[READING TEXT]
[START]

Fast forward to this year, and they're 42-20. Their pitching has been nothing short of incredible, more than enough to overcome an offense that doesn't quite measure up to the great offenses of the AL. The bullpen, a festering sore for much of last season, has performed well despite Shingo Takatsu's implosion. They've gotten on base just enough to make their speed work for them. They've even done all of this while playing 8 more games away from the South Side than at home.
However, there are some signs that they have been as least as lucky as they have been good; the White Sox are 19-8 in games decided by one run, meaning that nearly half their wins have been by a single run. Truly great teams will blow their opponents out of the game more often than that. Their runs scored to runs allowed (291 vs. 231) suggest a winning percentage much closer to .600 than to the .677 they now own - not that a .600 winning percentage is chopped liver.

[END]

[WRITTEN PROBLEM 1]
Render this sentence from the White Sox passage in Spanish: "Truly great teams will blow their opponents out of the game more often than that."
[WRITTEN PROBLEM 2]
Reproduce verbatim the stretch of the White Sox passage from "Fast forward to" through "than at home.".
The items presented here are drawn from a separate source.

Some records:
[START]

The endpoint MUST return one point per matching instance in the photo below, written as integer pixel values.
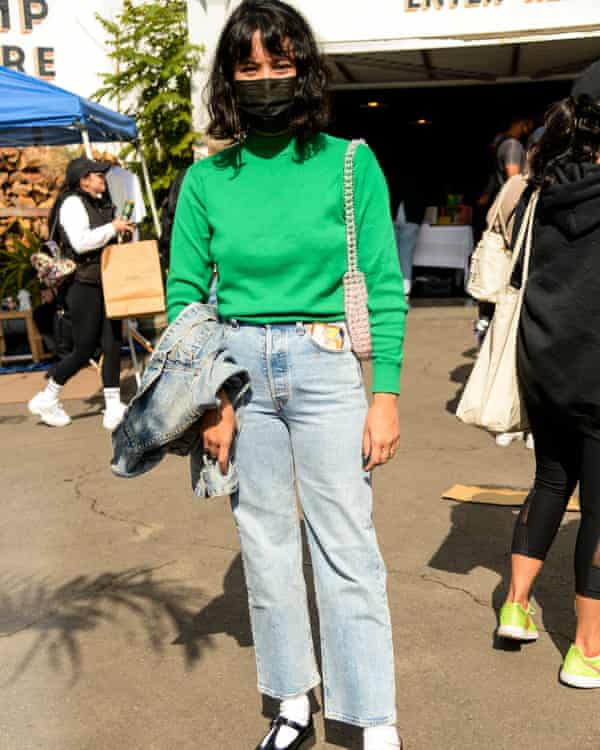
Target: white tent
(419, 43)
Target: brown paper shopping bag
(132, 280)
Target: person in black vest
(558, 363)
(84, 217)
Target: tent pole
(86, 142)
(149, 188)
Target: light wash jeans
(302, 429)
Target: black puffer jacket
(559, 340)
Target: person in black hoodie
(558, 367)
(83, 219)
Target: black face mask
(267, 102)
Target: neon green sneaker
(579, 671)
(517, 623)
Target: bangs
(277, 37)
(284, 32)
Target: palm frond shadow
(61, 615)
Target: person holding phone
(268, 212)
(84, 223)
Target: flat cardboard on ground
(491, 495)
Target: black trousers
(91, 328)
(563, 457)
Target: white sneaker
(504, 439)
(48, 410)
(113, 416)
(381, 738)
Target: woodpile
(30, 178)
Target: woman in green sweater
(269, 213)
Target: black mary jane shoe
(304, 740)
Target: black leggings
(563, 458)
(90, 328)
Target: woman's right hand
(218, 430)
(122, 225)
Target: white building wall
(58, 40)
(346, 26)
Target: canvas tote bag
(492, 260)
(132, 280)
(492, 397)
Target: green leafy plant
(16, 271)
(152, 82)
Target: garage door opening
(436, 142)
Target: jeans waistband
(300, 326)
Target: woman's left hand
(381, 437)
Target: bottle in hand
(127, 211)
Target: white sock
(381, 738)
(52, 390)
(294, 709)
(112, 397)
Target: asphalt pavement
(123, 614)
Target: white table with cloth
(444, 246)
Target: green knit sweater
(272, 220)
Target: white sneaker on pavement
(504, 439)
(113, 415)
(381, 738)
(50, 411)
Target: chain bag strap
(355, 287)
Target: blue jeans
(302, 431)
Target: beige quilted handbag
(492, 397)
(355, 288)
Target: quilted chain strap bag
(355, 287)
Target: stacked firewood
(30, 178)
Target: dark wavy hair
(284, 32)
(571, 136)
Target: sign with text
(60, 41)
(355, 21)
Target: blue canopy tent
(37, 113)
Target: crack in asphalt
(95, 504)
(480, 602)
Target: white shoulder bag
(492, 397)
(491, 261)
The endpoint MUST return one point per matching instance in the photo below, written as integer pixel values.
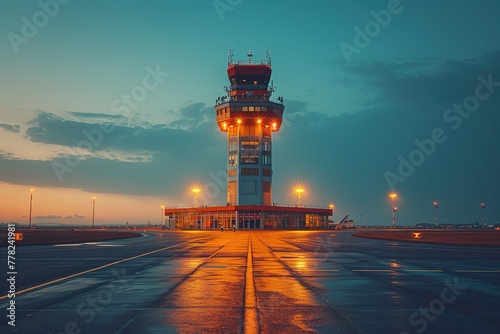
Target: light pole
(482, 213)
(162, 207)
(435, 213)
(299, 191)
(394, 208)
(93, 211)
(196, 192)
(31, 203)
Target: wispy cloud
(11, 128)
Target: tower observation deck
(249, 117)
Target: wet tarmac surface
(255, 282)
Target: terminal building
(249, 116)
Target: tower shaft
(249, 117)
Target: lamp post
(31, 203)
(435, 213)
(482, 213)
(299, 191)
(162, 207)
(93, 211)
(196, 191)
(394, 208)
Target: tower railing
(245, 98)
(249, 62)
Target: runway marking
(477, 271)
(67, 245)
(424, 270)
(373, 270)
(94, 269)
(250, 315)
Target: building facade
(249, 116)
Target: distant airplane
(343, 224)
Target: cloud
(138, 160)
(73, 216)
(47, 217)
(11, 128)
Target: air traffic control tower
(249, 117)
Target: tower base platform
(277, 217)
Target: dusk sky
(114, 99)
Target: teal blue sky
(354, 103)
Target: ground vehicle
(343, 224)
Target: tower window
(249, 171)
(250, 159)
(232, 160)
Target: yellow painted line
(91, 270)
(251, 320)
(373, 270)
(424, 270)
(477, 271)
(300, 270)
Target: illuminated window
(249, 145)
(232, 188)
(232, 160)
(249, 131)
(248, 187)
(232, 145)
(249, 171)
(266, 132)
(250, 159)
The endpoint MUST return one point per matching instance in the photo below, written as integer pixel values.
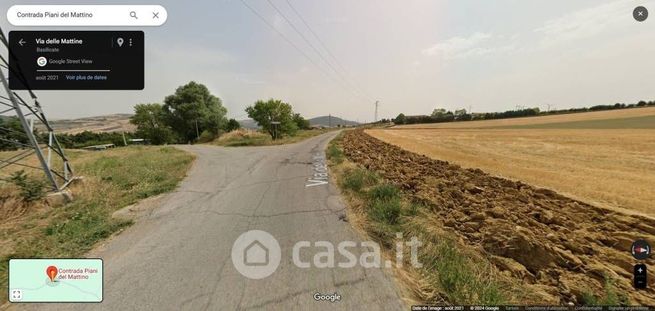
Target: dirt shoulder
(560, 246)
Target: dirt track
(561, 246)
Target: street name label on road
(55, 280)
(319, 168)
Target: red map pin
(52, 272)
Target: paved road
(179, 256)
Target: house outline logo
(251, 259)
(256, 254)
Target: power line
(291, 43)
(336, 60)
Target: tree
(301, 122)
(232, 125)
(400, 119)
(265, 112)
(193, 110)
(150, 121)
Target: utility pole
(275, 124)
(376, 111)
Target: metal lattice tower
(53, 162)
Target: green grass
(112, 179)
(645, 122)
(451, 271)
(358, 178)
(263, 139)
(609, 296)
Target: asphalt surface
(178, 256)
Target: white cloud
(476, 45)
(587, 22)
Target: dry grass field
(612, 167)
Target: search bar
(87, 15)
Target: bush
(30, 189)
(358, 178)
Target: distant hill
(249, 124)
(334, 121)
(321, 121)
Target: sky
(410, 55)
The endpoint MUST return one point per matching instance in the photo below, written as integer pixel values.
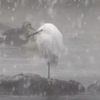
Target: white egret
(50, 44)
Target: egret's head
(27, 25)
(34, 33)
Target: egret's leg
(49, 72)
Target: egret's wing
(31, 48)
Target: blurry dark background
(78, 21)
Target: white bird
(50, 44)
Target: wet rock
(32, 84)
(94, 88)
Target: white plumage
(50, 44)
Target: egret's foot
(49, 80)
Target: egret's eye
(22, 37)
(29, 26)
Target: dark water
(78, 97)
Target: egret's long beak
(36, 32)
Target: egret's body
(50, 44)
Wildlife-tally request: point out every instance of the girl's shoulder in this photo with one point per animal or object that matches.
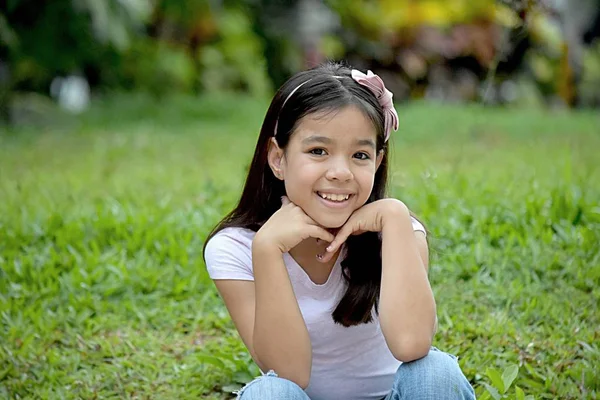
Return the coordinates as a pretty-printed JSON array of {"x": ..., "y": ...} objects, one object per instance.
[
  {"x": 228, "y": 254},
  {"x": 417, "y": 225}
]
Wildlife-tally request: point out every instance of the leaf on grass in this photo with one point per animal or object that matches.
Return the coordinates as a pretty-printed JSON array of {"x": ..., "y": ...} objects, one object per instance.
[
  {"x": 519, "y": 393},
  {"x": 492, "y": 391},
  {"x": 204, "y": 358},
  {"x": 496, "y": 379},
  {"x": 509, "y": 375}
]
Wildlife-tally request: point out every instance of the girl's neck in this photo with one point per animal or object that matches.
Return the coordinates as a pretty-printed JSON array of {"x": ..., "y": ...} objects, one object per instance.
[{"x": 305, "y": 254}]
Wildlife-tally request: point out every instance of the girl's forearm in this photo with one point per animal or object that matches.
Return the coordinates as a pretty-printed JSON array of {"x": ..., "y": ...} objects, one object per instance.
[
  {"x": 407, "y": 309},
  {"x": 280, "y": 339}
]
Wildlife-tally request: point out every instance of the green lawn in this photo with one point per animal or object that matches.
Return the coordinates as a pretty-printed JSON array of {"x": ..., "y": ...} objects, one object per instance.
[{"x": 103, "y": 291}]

[END]

[COMPLETE RESPONSE 1]
Los equipos verdaderamente grandes vencerán a sus rivales por amplio margen con más frecuencia que eso.

[COMPLETE RESPONSE 2]
Fast forward to this year, and they're 42-20. Their pitching has been nothing short of incredible, more than enough to overcome an offense that doesn't quite measure up to the great offenses of the AL. The bullpen, a festering sore for much of last season, has performed well despite Shingo Takatsu's implosion. They've gotten on base just enough to make their speed work for them. They've even done all of this while playing 8 more games away from the South Side than at home.